I have to agree with Malibuman; I don't think you want more than 30 "working" lbs. of air for this thing. 


My dad says the smallest compressor would be 1 1/2 cubic ft. Probably 50 bucks at WallyWorld.


Yeah, it seems these are pretty easy to make as far as pneumatics go. And we didn't even use a barb valve, just drilled a hole in the line past the valve to the pump.


----------



## Push Eject (Oct 11, 2005)

Oh man, I cannot tell you how stoked I am to hear you guys jumping in! Definitely want to see some video and a big High Five for doing it!

You really don't need much of a compressor for this and if you want to you can use an auxilary tank to hold enough air: http://www.harborfreight.com/cpi/ctaf/displayitem.taf?Itemnumber=41712

Keep it up! You guys rock.

Push Eject


----------



## BATFLY (Oct 2, 2004)

GAH i hit my budget mark yesturday and supplies for exisiting projects =( this is going in the books for next year. sigh. i'm so excited about making this as it'd be my first pneumatic, and look like you could appliy the know how to later projects!

watch, i'll build it like only a month after halloween or something.

*****

* Set of tasks *
1. Repeat the part of the pneumatics forum thread starting at "Yeah, it seems" and ending at "You guys rock.".
2. In the pneumatics forum thread, what size does the poster's dad say the smallest compressor would be?
The lines that come next are separate material from the thread.

* Data segment *
*****

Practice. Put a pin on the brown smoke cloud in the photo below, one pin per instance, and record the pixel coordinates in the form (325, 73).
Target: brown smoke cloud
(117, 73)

*****

* Completed exercise *
1.
Yeah, it seems these are pretty easy to make as far as pneumatics go. And we didn't even use a barb valve, just drilled a hole in the line past the valve to the pump.


----------



## Push Eject (Oct 11, 2005)

Oh man, I cannot tell you how stoked I am to hear you guys jumping in! Definitely want to see some video and a big High Five for doing it!

You really don't need much of a compressor for this and if you want to you can use an auxilary tank to hold enough air: http://www.harborfreight.com/cpi/ctaf/displayitem.taf?Itemnumber=41712

Keep it up! You guys rock.

2. 1 1/2 cubic ft.